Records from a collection
* BEGIN *
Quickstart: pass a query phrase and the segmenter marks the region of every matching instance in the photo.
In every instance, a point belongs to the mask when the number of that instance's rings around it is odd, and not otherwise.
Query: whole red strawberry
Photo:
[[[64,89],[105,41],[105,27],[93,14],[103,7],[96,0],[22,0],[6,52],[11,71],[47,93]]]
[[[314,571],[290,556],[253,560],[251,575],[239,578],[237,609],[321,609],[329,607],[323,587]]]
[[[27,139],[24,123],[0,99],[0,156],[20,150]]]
* END *
**WRITTEN EXERCISE**
Please rewrite the listing, swapping "strawberry" for "tomato" and leaving everything else untouched.

**OUTPUT**
Quickstart: pass a query phrase and the segmenter marks the region of every matching instance in the photo.
In every instance, a point belongs to the mask when the number of that instance's rings around it is odd, and not otherwise.
Query: whole red tomato
Photo:
[[[64,89],[105,41],[105,27],[93,14],[103,7],[96,0],[22,0],[6,52],[11,71],[47,93]]]
[[[314,571],[290,556],[253,560],[251,575],[239,578],[237,609],[321,609],[329,607],[323,587]]]
[[[27,139],[24,123],[0,99],[0,156],[20,150]]]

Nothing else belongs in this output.